These are the inheritors of Kwibuka. These are the people Kagame marched alongside on 7 April 2026. And the president was unambiguous about what those marching steps represent.

“After the genocide, Rwandans chose to rebuild our country, together. With that came a promise to never let the politics of genocide take root ever again. I tell you, genocide cannot happen here again. It won’t happen. Even with those noises you hear in the region, of people gathering from Europe, from wherever, meeting in Kinshasa, and bringing the son of Habyarimana, relatives, and others from wherever — all that is just noise. It cannot amount to anything of that kind again. I know every Rwandan, young or old, is as determined and is saying so, like I am saying now to you.”

President Kagame | #Kwibuka32

The reference to exiled Rwandan opposition figures regrouping in the DRC and Europe was deliberate and pointed. Kagame is not a man who hedges. He names what he sees, and what he sees is an attempt to rehabilitate génocidaire-adjacent politics behind the language of dissent and democracy.

But the most electrifying passage of his address — and arguably the most quoted line to emerge from any African leader’s remarks this year — was a meditation on mortality, dignity, and defiance that drew gasps and then roars from those gathered at the ceremony:

“You cannot kill a person twice. If you try, the person will kill you before you kill them. As we stand here before you, some people outside mock us and speak about us with contempt — but this whole country, this Rwanda you see before you, cannot die twice. Before you kill Rwanda, Rwanda will strike first. We cannot die twice. Whether it is us adults or our younger generation, no one will kill them twice. It is impossible. We will live the way people are supposed to live, the way everyone else lives. And inevitably, we will not ask anyone for permission to live.”

» **Records**:
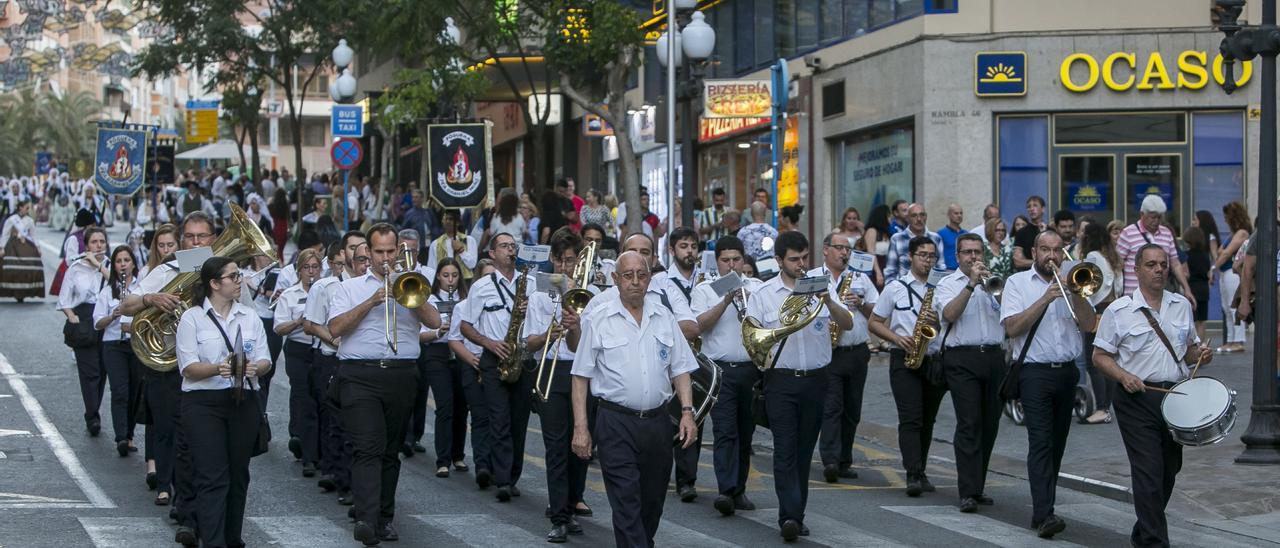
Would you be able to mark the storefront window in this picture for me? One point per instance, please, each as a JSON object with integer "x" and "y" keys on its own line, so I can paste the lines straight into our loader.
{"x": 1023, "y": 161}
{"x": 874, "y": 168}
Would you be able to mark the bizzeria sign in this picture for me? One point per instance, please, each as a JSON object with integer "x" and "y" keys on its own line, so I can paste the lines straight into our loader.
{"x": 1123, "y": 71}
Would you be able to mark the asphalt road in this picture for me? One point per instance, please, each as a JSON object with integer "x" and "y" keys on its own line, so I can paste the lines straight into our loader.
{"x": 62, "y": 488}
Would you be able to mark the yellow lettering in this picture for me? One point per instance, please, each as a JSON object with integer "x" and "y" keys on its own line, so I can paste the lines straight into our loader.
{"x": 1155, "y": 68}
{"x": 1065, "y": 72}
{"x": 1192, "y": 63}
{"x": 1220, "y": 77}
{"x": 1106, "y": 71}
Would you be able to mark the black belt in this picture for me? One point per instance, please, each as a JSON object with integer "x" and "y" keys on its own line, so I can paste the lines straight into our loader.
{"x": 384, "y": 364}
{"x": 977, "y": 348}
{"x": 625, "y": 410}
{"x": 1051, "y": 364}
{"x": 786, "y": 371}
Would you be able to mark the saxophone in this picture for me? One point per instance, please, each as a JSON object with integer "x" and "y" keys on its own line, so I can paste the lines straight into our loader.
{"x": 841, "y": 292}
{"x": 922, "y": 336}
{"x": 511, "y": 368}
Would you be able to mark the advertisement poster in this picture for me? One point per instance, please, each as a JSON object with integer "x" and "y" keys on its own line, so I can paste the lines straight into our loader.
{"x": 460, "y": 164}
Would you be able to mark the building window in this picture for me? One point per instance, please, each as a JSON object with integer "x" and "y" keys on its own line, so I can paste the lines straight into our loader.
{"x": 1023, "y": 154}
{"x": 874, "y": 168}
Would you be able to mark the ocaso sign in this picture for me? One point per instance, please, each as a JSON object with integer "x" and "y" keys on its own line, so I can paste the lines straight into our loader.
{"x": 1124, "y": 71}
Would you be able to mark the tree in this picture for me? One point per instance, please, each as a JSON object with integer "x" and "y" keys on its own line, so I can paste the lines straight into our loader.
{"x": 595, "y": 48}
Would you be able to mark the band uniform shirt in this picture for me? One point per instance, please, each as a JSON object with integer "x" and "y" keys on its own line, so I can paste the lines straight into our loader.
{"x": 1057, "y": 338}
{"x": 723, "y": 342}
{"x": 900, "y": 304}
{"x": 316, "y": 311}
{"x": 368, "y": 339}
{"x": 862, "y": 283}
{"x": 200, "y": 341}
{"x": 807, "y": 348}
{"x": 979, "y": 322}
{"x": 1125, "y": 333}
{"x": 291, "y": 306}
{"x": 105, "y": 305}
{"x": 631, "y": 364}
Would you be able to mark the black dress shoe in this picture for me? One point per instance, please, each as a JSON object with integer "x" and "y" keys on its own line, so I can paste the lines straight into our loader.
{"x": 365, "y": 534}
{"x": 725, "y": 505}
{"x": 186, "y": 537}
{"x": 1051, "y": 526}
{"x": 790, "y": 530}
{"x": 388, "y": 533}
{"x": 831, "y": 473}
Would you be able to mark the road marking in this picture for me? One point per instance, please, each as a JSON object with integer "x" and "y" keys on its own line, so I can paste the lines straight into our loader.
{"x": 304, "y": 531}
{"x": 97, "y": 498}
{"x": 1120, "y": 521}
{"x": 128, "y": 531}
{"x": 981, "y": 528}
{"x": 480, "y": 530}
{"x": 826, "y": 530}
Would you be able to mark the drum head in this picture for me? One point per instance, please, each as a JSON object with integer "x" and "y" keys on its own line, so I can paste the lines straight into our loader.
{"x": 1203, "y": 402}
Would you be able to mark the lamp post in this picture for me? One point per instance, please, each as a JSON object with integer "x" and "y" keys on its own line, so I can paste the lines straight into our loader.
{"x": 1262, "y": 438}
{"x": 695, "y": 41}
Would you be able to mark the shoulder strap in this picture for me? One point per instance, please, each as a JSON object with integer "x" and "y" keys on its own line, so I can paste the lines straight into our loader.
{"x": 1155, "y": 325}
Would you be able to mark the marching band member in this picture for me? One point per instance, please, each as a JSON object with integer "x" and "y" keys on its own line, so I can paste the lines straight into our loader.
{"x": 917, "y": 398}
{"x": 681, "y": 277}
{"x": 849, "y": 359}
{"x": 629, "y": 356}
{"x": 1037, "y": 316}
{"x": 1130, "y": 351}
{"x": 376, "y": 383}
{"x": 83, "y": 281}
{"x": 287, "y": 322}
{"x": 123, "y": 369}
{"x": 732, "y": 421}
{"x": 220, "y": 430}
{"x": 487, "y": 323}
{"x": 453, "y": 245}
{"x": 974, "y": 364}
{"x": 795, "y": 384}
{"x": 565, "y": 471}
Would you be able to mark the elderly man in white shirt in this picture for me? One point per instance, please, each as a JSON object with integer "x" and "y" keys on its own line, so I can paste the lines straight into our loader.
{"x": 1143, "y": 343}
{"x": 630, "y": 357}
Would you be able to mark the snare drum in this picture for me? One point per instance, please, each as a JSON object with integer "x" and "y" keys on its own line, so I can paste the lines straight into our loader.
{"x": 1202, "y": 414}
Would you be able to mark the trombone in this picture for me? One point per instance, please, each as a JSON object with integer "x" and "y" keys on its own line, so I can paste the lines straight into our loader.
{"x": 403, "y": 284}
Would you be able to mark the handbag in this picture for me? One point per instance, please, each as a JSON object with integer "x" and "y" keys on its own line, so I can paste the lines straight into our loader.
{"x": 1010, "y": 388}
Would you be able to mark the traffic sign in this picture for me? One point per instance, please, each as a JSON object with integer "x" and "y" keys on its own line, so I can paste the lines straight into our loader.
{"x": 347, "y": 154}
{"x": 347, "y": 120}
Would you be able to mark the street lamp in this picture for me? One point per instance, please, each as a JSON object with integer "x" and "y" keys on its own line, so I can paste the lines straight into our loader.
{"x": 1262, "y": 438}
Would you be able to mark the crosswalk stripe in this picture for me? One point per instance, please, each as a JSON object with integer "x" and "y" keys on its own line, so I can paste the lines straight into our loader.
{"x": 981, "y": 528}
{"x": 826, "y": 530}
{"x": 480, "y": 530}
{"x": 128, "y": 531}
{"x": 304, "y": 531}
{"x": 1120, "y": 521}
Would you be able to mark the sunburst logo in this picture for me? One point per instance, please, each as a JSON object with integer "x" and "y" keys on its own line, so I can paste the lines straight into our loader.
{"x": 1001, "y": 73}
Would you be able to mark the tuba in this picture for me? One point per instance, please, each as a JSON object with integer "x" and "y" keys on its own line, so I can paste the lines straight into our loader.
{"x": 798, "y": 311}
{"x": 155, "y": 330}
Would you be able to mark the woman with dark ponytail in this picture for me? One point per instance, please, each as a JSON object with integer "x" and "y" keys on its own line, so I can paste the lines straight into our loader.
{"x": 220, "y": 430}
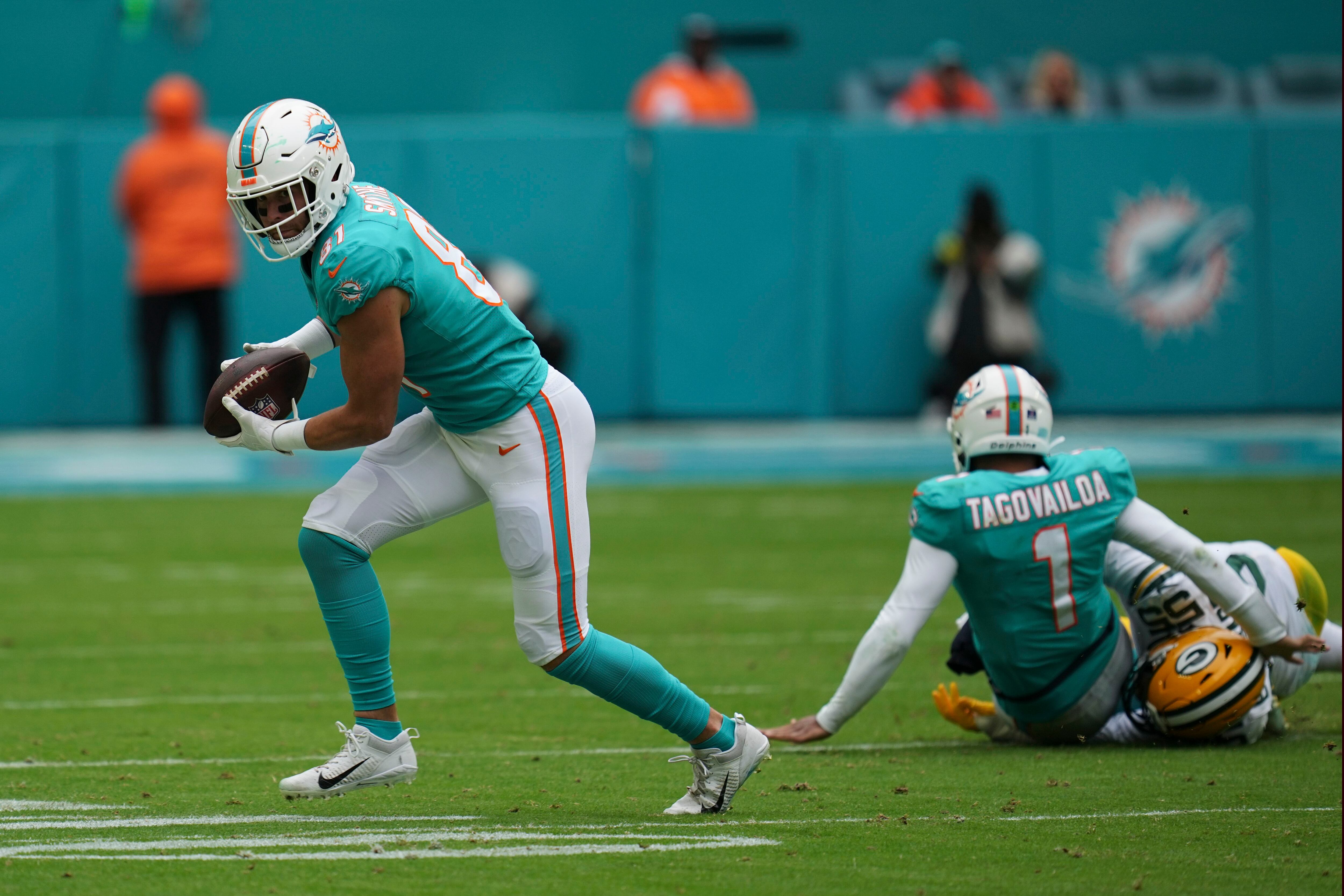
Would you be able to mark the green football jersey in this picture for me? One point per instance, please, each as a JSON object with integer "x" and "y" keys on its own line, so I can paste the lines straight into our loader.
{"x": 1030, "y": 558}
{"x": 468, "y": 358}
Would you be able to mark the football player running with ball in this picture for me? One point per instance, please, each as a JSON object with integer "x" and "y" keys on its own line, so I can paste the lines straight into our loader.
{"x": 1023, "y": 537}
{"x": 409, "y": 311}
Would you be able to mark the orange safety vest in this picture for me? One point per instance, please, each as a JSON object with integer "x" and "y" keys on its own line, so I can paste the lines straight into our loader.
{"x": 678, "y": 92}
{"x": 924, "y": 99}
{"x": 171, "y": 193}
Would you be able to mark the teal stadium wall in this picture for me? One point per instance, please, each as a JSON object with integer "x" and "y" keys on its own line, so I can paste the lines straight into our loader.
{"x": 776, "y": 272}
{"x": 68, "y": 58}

» **Exercise instructions**:
In the text on Kagame's Kwibuka address, on what date did the president march alongside the inheritors of Kwibuka?

» **Exercise response**:
7 April 2026